Given problem - Copy out every line below that contains the word "hill". Case counts.

Input records -
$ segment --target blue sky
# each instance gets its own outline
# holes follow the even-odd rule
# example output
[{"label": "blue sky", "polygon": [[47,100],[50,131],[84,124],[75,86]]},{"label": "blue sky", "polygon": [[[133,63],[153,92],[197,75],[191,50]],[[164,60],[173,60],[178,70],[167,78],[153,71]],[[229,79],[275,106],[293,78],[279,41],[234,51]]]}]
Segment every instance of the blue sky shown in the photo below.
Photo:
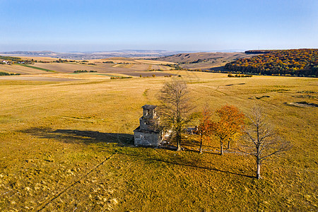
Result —
[{"label": "blue sky", "polygon": [[0,0],[0,52],[318,48],[317,0]]}]

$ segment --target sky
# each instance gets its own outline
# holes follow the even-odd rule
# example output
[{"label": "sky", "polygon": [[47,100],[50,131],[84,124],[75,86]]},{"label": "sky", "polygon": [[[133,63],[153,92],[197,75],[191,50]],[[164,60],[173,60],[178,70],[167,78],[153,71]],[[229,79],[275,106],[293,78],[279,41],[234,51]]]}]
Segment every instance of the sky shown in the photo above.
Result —
[{"label": "sky", "polygon": [[318,48],[318,0],[0,0],[0,52]]}]

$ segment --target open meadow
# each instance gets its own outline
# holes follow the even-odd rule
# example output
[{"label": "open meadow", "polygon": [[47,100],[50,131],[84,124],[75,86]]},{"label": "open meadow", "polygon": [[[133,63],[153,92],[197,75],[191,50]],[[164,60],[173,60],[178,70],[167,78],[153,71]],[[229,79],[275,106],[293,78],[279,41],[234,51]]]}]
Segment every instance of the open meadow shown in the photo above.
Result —
[{"label": "open meadow", "polygon": [[[49,65],[36,66],[54,69]],[[90,70],[63,65],[65,73]],[[133,76],[153,73],[140,70]],[[318,108],[297,103],[318,104],[317,78],[165,71],[175,76],[111,80],[60,72],[47,74],[77,80],[0,79],[1,211],[317,211]],[[135,147],[141,106],[158,105],[163,83],[180,78],[195,111],[207,102],[248,114],[260,105],[293,148],[262,164],[257,179],[255,160],[237,151],[238,142],[223,155],[214,139],[201,155],[192,136],[180,152]]]}]

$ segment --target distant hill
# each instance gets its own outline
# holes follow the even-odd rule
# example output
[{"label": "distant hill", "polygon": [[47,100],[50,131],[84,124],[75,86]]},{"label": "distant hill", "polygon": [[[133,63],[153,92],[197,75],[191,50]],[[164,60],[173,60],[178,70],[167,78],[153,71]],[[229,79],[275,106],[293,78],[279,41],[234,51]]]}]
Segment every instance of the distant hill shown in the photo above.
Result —
[{"label": "distant hill", "polygon": [[54,58],[61,58],[68,59],[95,59],[107,57],[158,57],[178,54],[184,52],[165,51],[165,50],[138,50],[124,49],[116,51],[104,51],[93,52],[54,52],[50,51],[15,51],[3,52],[0,55],[4,56],[37,56],[50,57]]},{"label": "distant hill", "polygon": [[178,63],[184,69],[215,71],[214,67],[223,66],[237,59],[254,55],[257,54],[242,52],[197,52],[177,54],[155,59]]},{"label": "distant hill", "polygon": [[225,68],[243,73],[317,77],[317,57],[318,49],[271,50],[266,54],[232,61]]}]

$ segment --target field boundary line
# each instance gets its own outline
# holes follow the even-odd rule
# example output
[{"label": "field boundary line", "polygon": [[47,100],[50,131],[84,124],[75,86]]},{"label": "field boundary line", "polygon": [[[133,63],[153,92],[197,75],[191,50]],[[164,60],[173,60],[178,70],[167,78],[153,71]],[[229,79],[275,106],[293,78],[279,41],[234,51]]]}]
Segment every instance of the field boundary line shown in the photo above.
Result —
[{"label": "field boundary line", "polygon": [[[82,181],[83,179],[86,179],[89,174],[90,174],[92,172],[93,172],[94,170],[95,170],[97,168],[98,168],[100,166],[101,166],[102,165],[103,165],[106,161],[107,161],[108,160],[110,160],[112,156],[114,156],[116,154],[114,153],[112,155],[111,155],[110,156],[109,156],[108,158],[106,158],[103,161],[102,161],[101,163],[98,163],[98,165],[96,165],[93,169],[91,169],[88,172],[87,172],[86,175],[84,175],[83,176],[82,176],[82,177],[81,177],[79,179],[75,181],[74,182],[73,182],[72,184],[71,184],[69,187],[67,187],[66,189],[64,189],[64,190],[62,190],[61,192],[59,192],[59,194],[54,195],[54,196],[53,196],[52,198],[51,198],[50,199],[49,199],[48,201],[47,201],[45,203],[44,203],[42,206],[40,206],[40,209],[37,209],[36,211],[41,211],[42,210],[43,210],[44,208],[45,208],[45,207],[47,206],[48,206],[49,204],[51,204],[53,201],[54,201],[56,199],[57,199],[59,196],[60,196],[61,195],[62,195],[64,193],[65,193],[67,190],[69,190],[69,189],[71,189],[71,187],[73,187],[77,183],[80,183],[81,181]],[[40,208],[39,207],[39,208]]]}]

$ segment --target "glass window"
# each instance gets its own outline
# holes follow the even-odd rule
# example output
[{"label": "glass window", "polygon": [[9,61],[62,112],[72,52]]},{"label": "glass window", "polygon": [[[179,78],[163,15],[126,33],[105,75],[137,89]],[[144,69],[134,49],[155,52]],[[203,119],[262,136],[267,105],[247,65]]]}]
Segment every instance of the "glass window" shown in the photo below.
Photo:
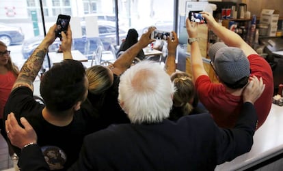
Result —
[{"label": "glass window", "polygon": [[53,16],[57,16],[59,14],[62,14],[61,8],[53,8],[53,9],[52,9]]},{"label": "glass window", "polygon": [[28,7],[35,7],[36,6],[36,2],[35,0],[27,0],[27,6]]},{"label": "glass window", "polygon": [[[113,0],[42,0],[42,2],[44,25],[42,23],[39,1],[10,0],[2,3],[4,6],[15,6],[18,10],[13,17],[2,15],[2,19],[0,19],[4,25],[13,27],[10,30],[15,30],[15,35],[17,35],[10,39],[0,35],[0,40],[5,40],[8,44],[11,57],[16,63],[21,61],[23,63],[29,57],[44,37],[43,27],[45,26],[45,31],[47,32],[59,14],[70,15],[72,18],[79,17],[81,22],[84,21],[85,16],[97,16],[98,25],[95,26],[97,28],[94,28],[97,35],[87,36],[85,26],[92,25],[83,25],[81,22],[81,37],[77,38],[75,42],[77,46],[73,47],[85,55],[93,53],[95,50],[93,47],[96,47],[99,42],[103,44],[105,50],[109,49],[110,44],[120,44],[130,28],[136,29],[139,35],[150,25],[155,25],[157,29],[165,31],[173,29],[174,1],[172,0],[118,0],[118,42]],[[19,7],[25,6],[27,7]],[[92,46],[93,42],[96,42],[96,45]],[[56,40],[55,43],[51,46],[50,50],[56,50],[59,44],[59,41]]]},{"label": "glass window", "polygon": [[59,7],[60,6],[60,1],[59,0],[52,0],[52,5],[54,7]]},{"label": "glass window", "polygon": [[46,7],[46,0],[42,0],[42,6]]},{"label": "glass window", "polygon": [[63,0],[63,5],[70,6],[70,0]]},{"label": "glass window", "polygon": [[63,8],[63,14],[72,16],[72,9],[70,7]]},{"label": "glass window", "polygon": [[83,2],[83,13],[85,14],[87,14],[89,13],[88,3],[87,2]]},{"label": "glass window", "polygon": [[96,3],[92,2],[90,3],[90,9],[92,13],[96,13],[97,12],[97,7],[96,7]]}]

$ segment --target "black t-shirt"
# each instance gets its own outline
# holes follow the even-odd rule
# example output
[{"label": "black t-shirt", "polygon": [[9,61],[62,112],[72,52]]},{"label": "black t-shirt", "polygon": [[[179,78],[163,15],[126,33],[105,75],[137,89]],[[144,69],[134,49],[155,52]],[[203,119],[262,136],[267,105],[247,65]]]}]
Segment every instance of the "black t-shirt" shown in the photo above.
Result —
[{"label": "black t-shirt", "polygon": [[[36,131],[38,144],[46,161],[53,164],[55,170],[65,170],[77,159],[84,136],[96,131],[93,124],[95,118],[81,108],[69,125],[55,126],[43,118],[44,108],[44,104],[33,99],[33,92],[29,88],[21,87],[11,93],[4,109],[4,118],[6,119],[11,112],[15,114],[18,121],[21,117],[25,117]],[[13,149],[21,156],[21,149],[15,146]]]}]

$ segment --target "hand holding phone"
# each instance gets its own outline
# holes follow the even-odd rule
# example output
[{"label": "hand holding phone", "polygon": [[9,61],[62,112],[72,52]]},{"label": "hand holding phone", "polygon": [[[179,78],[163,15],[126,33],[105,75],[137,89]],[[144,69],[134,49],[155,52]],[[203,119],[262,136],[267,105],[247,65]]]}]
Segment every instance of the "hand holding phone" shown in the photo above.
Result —
[{"label": "hand holding phone", "polygon": [[200,23],[206,23],[205,18],[203,17],[202,14],[200,13],[202,11],[190,11],[188,15],[189,20]]},{"label": "hand holding phone", "polygon": [[55,29],[56,37],[62,39],[61,31],[64,31],[65,33],[67,32],[68,27],[69,27],[69,22],[70,20],[70,16],[59,14],[57,18],[56,25],[57,28]]},{"label": "hand holding phone", "polygon": [[150,38],[167,41],[169,37],[172,37],[171,32],[155,29],[151,33]]}]

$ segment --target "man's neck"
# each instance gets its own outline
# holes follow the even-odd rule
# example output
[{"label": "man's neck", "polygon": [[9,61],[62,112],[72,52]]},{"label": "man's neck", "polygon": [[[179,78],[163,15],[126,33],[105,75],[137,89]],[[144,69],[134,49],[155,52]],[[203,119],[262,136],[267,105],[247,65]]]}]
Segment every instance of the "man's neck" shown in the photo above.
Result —
[{"label": "man's neck", "polygon": [[0,74],[4,74],[8,72],[8,69],[4,65],[0,65]]},{"label": "man's neck", "polygon": [[46,108],[42,110],[42,116],[49,123],[58,127],[64,127],[69,125],[73,119],[74,112],[72,109],[65,112],[64,116],[57,116],[51,113]]},{"label": "man's neck", "polygon": [[241,96],[242,95],[243,90],[243,88],[237,89],[230,89],[230,88],[228,88],[227,87],[226,87],[226,88],[227,92],[228,92],[229,93],[234,96]]}]

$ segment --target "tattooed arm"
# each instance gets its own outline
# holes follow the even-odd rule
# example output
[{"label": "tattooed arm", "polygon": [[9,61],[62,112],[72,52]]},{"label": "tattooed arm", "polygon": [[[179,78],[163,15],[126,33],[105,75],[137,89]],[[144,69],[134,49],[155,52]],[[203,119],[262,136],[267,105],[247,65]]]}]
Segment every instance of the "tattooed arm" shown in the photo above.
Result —
[{"label": "tattooed arm", "polygon": [[52,26],[44,39],[38,45],[29,58],[25,61],[13,85],[12,91],[19,87],[29,87],[33,91],[33,82],[42,65],[43,60],[48,48],[55,40],[55,29],[56,25]]}]

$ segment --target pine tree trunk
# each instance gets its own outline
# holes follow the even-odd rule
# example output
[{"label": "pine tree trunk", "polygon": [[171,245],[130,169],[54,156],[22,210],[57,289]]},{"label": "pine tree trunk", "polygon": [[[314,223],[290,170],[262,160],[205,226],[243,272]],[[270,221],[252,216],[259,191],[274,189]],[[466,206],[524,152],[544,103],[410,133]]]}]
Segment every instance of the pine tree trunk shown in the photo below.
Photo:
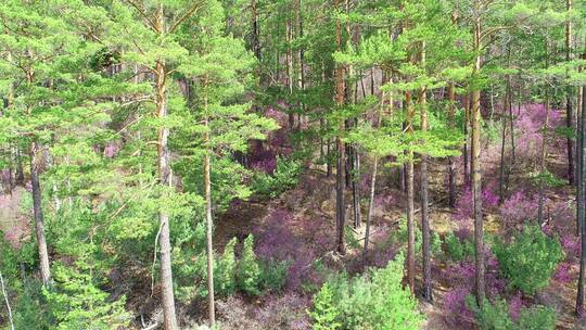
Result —
[{"label": "pine tree trunk", "polygon": [[578,208],[578,216],[577,221],[581,224],[579,226],[579,238],[581,238],[581,257],[579,257],[579,276],[578,276],[578,284],[577,284],[577,295],[576,295],[576,314],[578,316],[584,315],[584,278],[586,276],[586,183],[584,180],[586,179],[586,91],[583,88],[582,92],[582,113],[581,113],[581,125],[579,125],[579,131],[578,131],[578,139],[579,139],[579,148],[581,148],[581,157],[577,160],[577,162],[581,163],[581,172],[578,174],[578,182],[577,182],[577,193],[579,198],[577,199],[577,208]]},{"label": "pine tree trunk", "polygon": [[[164,15],[163,5],[158,4],[156,10],[156,26],[157,30],[163,33],[164,30]],[[165,64],[158,60],[156,62],[156,113],[161,120],[167,117],[167,91],[166,91],[166,75]],[[170,164],[169,164],[169,149],[168,149],[169,128],[162,127],[158,130],[158,180],[163,186],[171,186],[170,181]],[[170,244],[170,230],[169,230],[169,215],[166,211],[161,211],[158,214],[161,221],[161,283],[163,295],[163,314],[165,330],[177,330],[177,316],[175,313],[175,295],[173,291],[173,271],[171,271],[171,244]]]},{"label": "pine tree trunk", "polygon": [[[421,46],[420,64],[425,65],[425,45]],[[426,131],[428,127],[428,98],[426,90],[423,87],[419,96],[421,130]],[[428,302],[433,301],[431,283],[431,236],[430,236],[430,207],[429,207],[429,182],[428,182],[428,157],[421,154],[420,183],[421,183],[421,238],[423,253],[423,299]]]},{"label": "pine tree trunk", "polygon": [[[481,22],[477,18],[474,22],[474,51],[480,53],[481,50]],[[481,56],[476,55],[473,74],[475,78],[480,74]],[[485,280],[484,280],[484,231],[483,231],[483,215],[482,215],[482,173],[481,173],[481,91],[474,88],[472,91],[472,193],[474,199],[474,243],[475,243],[475,289],[476,302],[482,306],[485,299]]]},{"label": "pine tree trunk", "polygon": [[[572,0],[565,2],[568,11],[572,10]],[[565,24],[565,61],[571,61],[572,54],[572,23],[568,21]],[[574,111],[572,109],[572,87],[566,87],[565,98],[565,125],[569,129],[574,130]],[[574,185],[574,141],[568,137],[568,179],[570,185]],[[578,224],[579,225],[579,224]],[[578,227],[579,228],[579,227]]]},{"label": "pine tree trunk", "polygon": [[362,252],[362,258],[365,265],[368,263],[368,241],[370,240],[370,224],[372,223],[372,208],[374,204],[374,190],[377,187],[377,172],[379,169],[379,157],[374,156],[372,164],[372,173],[370,174],[370,196],[368,200],[368,213],[366,219],[366,229],[365,229],[365,249]]},{"label": "pine tree trunk", "polygon": [[464,145],[463,145],[463,152],[462,152],[462,157],[463,157],[463,169],[464,169],[464,183],[468,185],[470,183],[470,163],[468,162],[468,154],[469,154],[469,151],[470,151],[470,136],[468,134],[468,127],[469,127],[469,123],[470,123],[470,94],[467,93],[466,97],[464,97],[464,127],[463,127],[463,130],[464,130]]},{"label": "pine tree trunk", "polygon": [[[207,76],[204,81],[204,125],[208,127],[207,115]],[[212,218],[212,173],[209,161],[209,130],[204,132],[205,156],[204,156],[204,185],[205,185],[205,225],[206,225],[206,250],[207,250],[207,299],[208,299],[208,315],[209,327],[214,328],[216,323],[216,307],[214,301],[214,245],[213,245],[213,229],[214,219]]]},{"label": "pine tree trunk", "polygon": [[352,179],[352,202],[354,208],[354,228],[360,228],[362,224],[362,215],[360,212],[360,192],[358,191],[358,183],[360,178],[360,154],[356,145],[353,148],[353,179]]},{"label": "pine tree trunk", "polygon": [[[451,129],[456,127],[456,91],[455,84],[448,85],[448,122]],[[448,205],[456,206],[456,162],[454,157],[448,157]]]},{"label": "pine tree trunk", "polygon": [[251,0],[251,46],[254,55],[258,61],[262,60],[260,53],[260,28],[258,27],[258,12],[256,10],[256,0]]},{"label": "pine tree trunk", "polygon": [[37,233],[37,248],[39,250],[39,263],[42,284],[48,287],[51,282],[51,269],[49,266],[49,252],[44,237],[44,224],[42,215],[42,195],[39,182],[38,144],[30,144],[30,186],[33,188],[33,214],[35,217],[35,230]]},{"label": "pine tree trunk", "polygon": [[[340,0],[336,1],[336,5],[339,7]],[[336,20],[335,23],[335,41],[337,46],[337,51],[342,51],[342,24],[340,22],[340,18]],[[344,86],[344,67],[341,64],[337,64],[337,67],[335,69],[335,101],[337,106],[344,105],[344,92],[345,92],[345,86]],[[336,175],[335,175],[335,182],[336,182],[336,193],[335,193],[335,201],[336,201],[336,224],[337,224],[337,252],[340,254],[346,254],[346,244],[345,244],[345,226],[346,226],[346,203],[345,203],[345,155],[346,155],[346,148],[344,145],[344,141],[342,140],[342,135],[344,134],[344,119],[339,119],[339,132],[336,137],[336,147],[337,147],[337,168],[336,168]]]},{"label": "pine tree trunk", "polygon": [[[546,40],[545,43],[545,53],[546,53],[546,68],[549,67],[549,61],[548,61],[548,41]],[[538,192],[538,205],[537,205],[537,221],[543,224],[544,221],[544,199],[545,199],[545,178],[544,175],[546,173],[546,156],[547,156],[547,126],[549,125],[549,90],[547,86],[544,87],[545,89],[545,110],[546,110],[546,117],[544,122],[544,127],[542,129],[542,150],[539,154],[539,175],[542,176],[539,178],[539,192]],[[578,182],[579,185],[579,182]]]},{"label": "pine tree trunk", "polygon": [[[510,79],[510,77],[507,77],[507,79]],[[509,80],[508,80],[509,81]],[[510,98],[510,84],[507,82],[507,88],[505,90],[505,96],[502,98],[502,115],[500,117],[500,124],[502,125],[502,131],[501,131],[501,144],[500,144],[500,175],[498,179],[498,201],[499,203],[502,203],[505,201],[505,147],[507,144],[507,119],[505,117],[505,113],[510,113],[510,109],[512,106],[511,104],[511,98]],[[511,131],[512,132],[512,131]]]},{"label": "pine tree trunk", "polygon": [[[290,20],[285,22],[286,27],[286,86],[289,89],[289,94],[293,94],[293,52],[291,51],[291,41],[293,39],[293,26]],[[290,104],[292,105],[292,104]],[[289,128],[293,131],[295,129],[295,114],[289,109]]]},{"label": "pine tree trunk", "polygon": [[[415,109],[411,102],[411,92],[405,92],[405,109],[407,111],[407,134],[413,134]],[[413,151],[407,151],[407,282],[411,294],[415,294],[415,189],[413,189]]]}]

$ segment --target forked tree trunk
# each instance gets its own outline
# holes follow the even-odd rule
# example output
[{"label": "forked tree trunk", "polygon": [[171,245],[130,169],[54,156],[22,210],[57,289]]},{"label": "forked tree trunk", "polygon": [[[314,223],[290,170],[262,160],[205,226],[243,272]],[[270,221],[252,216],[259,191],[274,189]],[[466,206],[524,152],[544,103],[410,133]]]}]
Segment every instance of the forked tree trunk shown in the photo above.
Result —
[{"label": "forked tree trunk", "polygon": [[[336,1],[336,7],[341,5],[341,1]],[[337,51],[342,51],[342,23],[340,18],[335,22],[335,41],[337,46]],[[341,64],[337,64],[335,68],[335,103],[339,107],[344,105],[344,67]],[[341,110],[340,110],[341,111]],[[339,119],[339,132],[336,137],[336,147],[337,147],[337,168],[335,175],[335,204],[336,204],[336,225],[337,225],[337,252],[340,254],[346,254],[346,244],[345,244],[345,226],[346,226],[346,203],[345,203],[345,155],[346,148],[344,141],[342,140],[342,135],[344,134],[344,120]]]},{"label": "forked tree trunk", "polygon": [[[158,4],[156,10],[156,21],[155,21],[157,30],[163,34],[164,31],[164,14],[163,5]],[[165,69],[165,64],[162,60],[156,61],[156,81],[155,81],[155,91],[156,91],[156,113],[157,117],[161,120],[164,120],[167,117],[167,72]],[[163,186],[170,186],[170,164],[169,164],[169,128],[162,127],[158,130],[158,148],[157,148],[157,158],[158,158],[158,180]],[[161,211],[158,213],[158,218],[161,221],[161,284],[162,284],[162,295],[163,295],[163,314],[164,314],[164,323],[166,330],[177,330],[177,316],[175,313],[175,295],[173,291],[173,271],[171,271],[171,244],[170,244],[170,230],[169,230],[169,215],[166,211]]]},{"label": "forked tree trunk", "polygon": [[[425,45],[421,46],[420,64],[425,65]],[[421,130],[428,130],[428,98],[425,87],[419,96]],[[423,299],[433,301],[431,283],[431,236],[430,236],[430,207],[429,207],[429,182],[428,182],[428,155],[421,154],[420,183],[421,183],[421,241],[423,254]]]},{"label": "forked tree trunk", "polygon": [[30,144],[30,186],[33,188],[33,214],[35,217],[35,231],[37,233],[37,249],[39,251],[39,263],[42,284],[48,287],[51,282],[51,269],[49,266],[49,251],[47,250],[47,239],[44,237],[44,223],[42,213],[42,195],[39,182],[39,160],[38,144]]}]

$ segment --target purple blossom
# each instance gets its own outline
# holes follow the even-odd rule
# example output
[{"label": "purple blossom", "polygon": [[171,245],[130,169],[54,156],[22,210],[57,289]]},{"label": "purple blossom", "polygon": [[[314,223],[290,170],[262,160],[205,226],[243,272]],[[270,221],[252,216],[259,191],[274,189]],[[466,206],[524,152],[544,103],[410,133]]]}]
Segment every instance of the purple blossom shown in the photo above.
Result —
[{"label": "purple blossom", "polygon": [[120,151],[120,144],[117,141],[107,142],[104,148],[104,156],[112,158]]},{"label": "purple blossom", "polygon": [[[484,207],[494,207],[498,204],[498,196],[493,192],[493,185],[487,185],[482,191],[482,203]],[[456,220],[471,219],[474,216],[474,196],[470,186],[464,187],[459,199],[456,201]]]},{"label": "purple blossom", "polygon": [[525,191],[519,190],[502,202],[500,216],[507,228],[515,228],[526,220],[537,217],[538,201],[526,195]]},{"label": "purple blossom", "polygon": [[523,296],[520,291],[518,291],[511,299],[509,300],[509,315],[511,316],[513,321],[519,320],[519,315],[521,315],[521,309],[524,307],[523,304]]},{"label": "purple blossom", "polygon": [[457,288],[444,295],[444,317],[448,326],[459,329],[469,329],[472,326],[474,314],[466,304],[466,297],[470,294],[470,290]]},{"label": "purple blossom", "polygon": [[572,269],[572,264],[568,262],[562,262],[558,265],[556,272],[553,274],[553,279],[562,284],[568,284],[573,281],[573,278],[570,274]]}]

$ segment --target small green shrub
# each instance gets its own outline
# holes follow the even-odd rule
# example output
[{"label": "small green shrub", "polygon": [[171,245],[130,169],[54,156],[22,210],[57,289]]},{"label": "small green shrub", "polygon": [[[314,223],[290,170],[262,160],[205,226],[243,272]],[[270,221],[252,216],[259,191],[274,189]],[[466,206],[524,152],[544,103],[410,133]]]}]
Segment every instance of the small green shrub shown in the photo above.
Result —
[{"label": "small green shrub", "polygon": [[237,238],[233,238],[228,242],[224,254],[216,264],[216,271],[214,274],[214,289],[219,295],[230,295],[235,292],[235,270],[237,261],[234,255],[234,248],[238,242]]},{"label": "small green shrub", "polygon": [[334,302],[333,290],[330,283],[324,283],[314,295],[314,310],[308,312],[313,320],[314,330],[336,330],[342,327],[341,313]]},{"label": "small green shrub", "polygon": [[449,232],[444,238],[444,246],[446,254],[455,262],[460,262],[474,255],[474,244],[471,241],[464,240],[463,242],[457,238],[454,232]]},{"label": "small green shrub", "polygon": [[549,284],[563,251],[558,239],[547,237],[538,225],[527,225],[510,243],[496,240],[493,251],[511,288],[535,294]]},{"label": "small green shrub", "polygon": [[110,293],[99,288],[90,265],[77,261],[76,267],[62,263],[53,265],[55,285],[42,292],[56,319],[56,329],[118,329],[130,323],[125,310],[126,299],[111,301]]},{"label": "small green shrub", "polygon": [[[330,288],[322,287],[326,291],[322,294],[328,294],[328,308],[323,307],[323,297],[319,307],[314,302],[314,321],[327,319],[330,323],[340,323],[340,329],[419,329],[423,317],[417,310],[417,300],[402,284],[404,261],[403,254],[399,254],[385,268],[371,270],[353,279],[348,279],[344,274],[330,279],[324,287],[331,287],[332,297],[329,297]],[[326,315],[323,310],[335,313],[329,312]],[[333,320],[332,315],[336,316]]]},{"label": "small green shrub", "polygon": [[297,185],[303,169],[302,162],[293,158],[277,157],[275,172],[270,174],[255,173],[253,189],[262,195],[277,198],[282,192]]},{"label": "small green shrub", "polygon": [[281,291],[286,282],[289,261],[276,262],[270,259],[262,264],[260,287],[272,292]]},{"label": "small green shrub", "polygon": [[237,282],[240,290],[247,294],[260,294],[260,266],[254,253],[254,237],[249,234],[242,248],[242,258],[238,264]]},{"label": "small green shrub", "polygon": [[556,329],[556,310],[545,306],[521,309],[519,330],[553,330]]}]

Expected output -
$ segment --target distant hill
[{"label": "distant hill", "polygon": [[47,100],[50,131],[84,124],[75,86]]},{"label": "distant hill", "polygon": [[[133,63],[153,92],[197,75],[191,50]],[[164,60],[173,60],[178,70],[167,78],[153,71]],[[229,79],[275,106],[293,78],[279,41],[234,51]]]}]
Segment every instance of the distant hill shown in the photo above.
[{"label": "distant hill", "polygon": [[54,58],[61,58],[68,59],[95,59],[107,57],[158,57],[178,54],[184,52],[165,51],[165,50],[138,50],[124,49],[116,51],[104,51],[93,52],[54,52],[50,51],[15,51],[3,52],[0,55],[4,56],[37,56],[50,57]]},{"label": "distant hill", "polygon": [[178,63],[184,69],[215,71],[214,67],[223,66],[237,59],[254,55],[257,54],[242,52],[197,52],[177,54],[155,59]]},{"label": "distant hill", "polygon": [[225,68],[243,73],[317,77],[317,57],[318,49],[271,50],[266,54],[232,61]]}]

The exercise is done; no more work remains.